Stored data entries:
================
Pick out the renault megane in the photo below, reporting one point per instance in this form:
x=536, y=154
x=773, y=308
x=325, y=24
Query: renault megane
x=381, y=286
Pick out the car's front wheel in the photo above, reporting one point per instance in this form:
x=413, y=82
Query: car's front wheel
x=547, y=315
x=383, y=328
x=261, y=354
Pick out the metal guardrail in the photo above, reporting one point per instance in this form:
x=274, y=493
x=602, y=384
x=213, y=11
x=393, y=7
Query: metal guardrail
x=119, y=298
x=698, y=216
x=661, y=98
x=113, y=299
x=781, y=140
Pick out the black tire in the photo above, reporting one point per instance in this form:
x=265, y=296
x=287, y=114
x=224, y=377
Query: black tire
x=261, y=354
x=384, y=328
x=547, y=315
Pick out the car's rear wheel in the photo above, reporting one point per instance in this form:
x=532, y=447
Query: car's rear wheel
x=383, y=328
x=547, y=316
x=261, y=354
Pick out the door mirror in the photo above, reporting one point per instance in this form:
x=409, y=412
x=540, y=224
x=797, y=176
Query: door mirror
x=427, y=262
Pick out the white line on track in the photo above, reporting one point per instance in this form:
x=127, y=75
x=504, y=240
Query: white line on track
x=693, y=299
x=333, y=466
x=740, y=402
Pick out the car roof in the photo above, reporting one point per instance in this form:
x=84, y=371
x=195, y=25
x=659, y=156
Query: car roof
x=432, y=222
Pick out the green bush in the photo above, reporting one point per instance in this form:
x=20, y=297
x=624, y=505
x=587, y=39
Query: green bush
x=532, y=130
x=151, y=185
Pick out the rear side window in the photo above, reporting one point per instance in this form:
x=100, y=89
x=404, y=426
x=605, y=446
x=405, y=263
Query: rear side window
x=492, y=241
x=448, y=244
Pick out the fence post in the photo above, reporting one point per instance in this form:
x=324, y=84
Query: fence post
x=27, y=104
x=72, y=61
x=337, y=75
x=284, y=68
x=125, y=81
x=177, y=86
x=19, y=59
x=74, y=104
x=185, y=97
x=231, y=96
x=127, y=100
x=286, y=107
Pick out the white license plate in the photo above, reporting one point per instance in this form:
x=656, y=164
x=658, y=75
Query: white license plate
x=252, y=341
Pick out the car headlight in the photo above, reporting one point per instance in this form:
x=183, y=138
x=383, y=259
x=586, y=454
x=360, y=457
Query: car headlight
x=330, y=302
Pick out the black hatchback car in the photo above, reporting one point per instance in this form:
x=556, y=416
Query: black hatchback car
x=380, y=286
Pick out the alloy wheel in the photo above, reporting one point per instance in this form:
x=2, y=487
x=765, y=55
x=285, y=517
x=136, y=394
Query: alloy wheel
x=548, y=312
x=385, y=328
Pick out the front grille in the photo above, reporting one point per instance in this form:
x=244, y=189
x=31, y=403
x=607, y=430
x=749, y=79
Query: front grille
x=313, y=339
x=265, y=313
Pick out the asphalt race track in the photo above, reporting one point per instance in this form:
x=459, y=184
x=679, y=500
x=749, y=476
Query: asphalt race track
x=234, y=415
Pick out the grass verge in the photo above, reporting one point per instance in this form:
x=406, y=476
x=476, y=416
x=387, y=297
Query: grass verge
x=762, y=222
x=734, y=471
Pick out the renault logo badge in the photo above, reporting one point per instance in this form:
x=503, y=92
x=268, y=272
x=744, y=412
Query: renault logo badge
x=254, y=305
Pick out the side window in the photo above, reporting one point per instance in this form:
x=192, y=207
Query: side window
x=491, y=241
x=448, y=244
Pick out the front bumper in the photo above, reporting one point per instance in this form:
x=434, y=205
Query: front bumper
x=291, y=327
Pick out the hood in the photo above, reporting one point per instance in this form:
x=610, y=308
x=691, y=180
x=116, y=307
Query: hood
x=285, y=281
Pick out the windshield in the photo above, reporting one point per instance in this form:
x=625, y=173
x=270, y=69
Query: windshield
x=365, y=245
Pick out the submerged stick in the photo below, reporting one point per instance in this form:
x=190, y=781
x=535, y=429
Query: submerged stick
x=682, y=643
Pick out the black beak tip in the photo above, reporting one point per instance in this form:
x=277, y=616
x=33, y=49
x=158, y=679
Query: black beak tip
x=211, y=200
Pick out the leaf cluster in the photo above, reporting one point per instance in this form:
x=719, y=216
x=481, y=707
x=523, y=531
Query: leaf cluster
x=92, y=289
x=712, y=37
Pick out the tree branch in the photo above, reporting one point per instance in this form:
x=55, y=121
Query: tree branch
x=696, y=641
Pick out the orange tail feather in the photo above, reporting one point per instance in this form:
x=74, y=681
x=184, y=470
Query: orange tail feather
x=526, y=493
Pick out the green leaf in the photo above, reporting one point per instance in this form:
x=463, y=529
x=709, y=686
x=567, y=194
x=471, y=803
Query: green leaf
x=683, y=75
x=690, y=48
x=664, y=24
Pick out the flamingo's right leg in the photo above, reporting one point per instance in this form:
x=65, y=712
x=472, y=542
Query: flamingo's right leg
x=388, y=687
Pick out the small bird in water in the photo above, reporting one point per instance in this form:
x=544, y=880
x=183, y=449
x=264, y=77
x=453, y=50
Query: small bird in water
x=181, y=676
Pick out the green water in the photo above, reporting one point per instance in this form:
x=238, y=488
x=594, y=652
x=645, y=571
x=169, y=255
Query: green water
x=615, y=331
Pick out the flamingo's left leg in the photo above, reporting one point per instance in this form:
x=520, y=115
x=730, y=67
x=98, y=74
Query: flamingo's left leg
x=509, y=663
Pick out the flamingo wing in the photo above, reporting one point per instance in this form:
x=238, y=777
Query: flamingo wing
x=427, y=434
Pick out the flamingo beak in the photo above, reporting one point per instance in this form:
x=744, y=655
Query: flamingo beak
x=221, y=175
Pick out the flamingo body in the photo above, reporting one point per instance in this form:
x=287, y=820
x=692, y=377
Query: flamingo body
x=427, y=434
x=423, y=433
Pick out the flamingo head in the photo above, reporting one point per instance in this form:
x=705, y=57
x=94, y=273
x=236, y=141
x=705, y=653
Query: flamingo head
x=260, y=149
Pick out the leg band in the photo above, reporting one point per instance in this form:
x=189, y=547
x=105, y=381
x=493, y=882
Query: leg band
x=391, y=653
================
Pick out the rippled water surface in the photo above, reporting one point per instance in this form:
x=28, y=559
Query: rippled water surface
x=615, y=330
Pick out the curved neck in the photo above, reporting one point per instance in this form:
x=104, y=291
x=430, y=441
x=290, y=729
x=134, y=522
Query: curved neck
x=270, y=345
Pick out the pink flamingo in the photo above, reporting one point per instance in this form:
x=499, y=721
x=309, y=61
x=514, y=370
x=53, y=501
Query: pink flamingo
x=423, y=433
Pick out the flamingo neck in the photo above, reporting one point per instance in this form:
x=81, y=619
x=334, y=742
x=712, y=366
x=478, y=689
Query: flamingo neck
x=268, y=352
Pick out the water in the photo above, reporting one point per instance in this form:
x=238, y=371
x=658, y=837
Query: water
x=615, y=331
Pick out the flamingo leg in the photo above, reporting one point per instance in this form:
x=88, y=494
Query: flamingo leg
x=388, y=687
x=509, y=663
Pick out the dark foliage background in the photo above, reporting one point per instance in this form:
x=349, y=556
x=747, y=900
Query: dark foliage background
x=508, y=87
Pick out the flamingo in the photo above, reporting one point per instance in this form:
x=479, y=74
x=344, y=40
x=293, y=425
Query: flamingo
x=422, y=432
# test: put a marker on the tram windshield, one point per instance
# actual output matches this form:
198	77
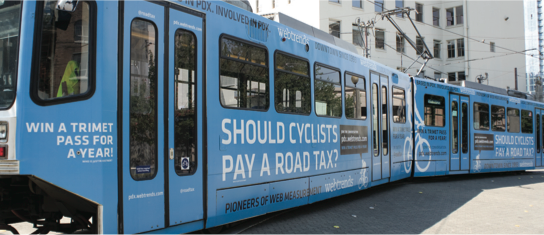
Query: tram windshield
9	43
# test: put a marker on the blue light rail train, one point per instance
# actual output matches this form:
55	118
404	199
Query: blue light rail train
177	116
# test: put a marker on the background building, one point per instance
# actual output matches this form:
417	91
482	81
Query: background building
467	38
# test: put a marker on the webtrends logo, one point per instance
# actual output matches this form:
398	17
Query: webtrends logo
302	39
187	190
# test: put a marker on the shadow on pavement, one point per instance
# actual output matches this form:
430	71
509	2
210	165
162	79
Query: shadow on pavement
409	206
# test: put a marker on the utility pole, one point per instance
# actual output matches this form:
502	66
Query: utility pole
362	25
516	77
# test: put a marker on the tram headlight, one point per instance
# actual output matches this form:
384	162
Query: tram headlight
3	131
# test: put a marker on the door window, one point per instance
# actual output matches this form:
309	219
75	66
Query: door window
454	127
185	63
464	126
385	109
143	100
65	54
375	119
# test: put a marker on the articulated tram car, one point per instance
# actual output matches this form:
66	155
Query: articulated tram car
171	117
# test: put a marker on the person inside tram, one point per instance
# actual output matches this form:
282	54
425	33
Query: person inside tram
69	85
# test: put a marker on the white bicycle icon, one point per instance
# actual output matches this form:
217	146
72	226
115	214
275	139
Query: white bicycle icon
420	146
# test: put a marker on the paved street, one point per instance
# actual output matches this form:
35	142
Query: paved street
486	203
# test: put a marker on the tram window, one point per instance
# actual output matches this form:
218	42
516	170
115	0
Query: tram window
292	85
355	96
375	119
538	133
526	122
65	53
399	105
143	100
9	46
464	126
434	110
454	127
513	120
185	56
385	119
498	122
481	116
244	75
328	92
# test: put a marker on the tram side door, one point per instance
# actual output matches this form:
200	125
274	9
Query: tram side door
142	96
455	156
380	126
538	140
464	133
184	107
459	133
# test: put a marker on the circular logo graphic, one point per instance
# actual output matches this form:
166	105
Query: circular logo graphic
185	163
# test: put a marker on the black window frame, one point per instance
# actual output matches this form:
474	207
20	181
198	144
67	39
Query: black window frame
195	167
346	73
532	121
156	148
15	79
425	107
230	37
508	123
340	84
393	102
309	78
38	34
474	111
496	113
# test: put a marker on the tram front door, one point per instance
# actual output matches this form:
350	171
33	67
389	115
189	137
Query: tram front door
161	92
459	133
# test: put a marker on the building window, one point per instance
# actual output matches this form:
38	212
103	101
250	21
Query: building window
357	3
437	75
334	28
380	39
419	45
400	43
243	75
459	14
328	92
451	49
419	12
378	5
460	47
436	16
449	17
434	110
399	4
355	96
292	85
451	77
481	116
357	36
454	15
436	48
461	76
================
What you will do » What is the number of lines in the data that include "below"? Answer with that number alone.

Response to this task » 2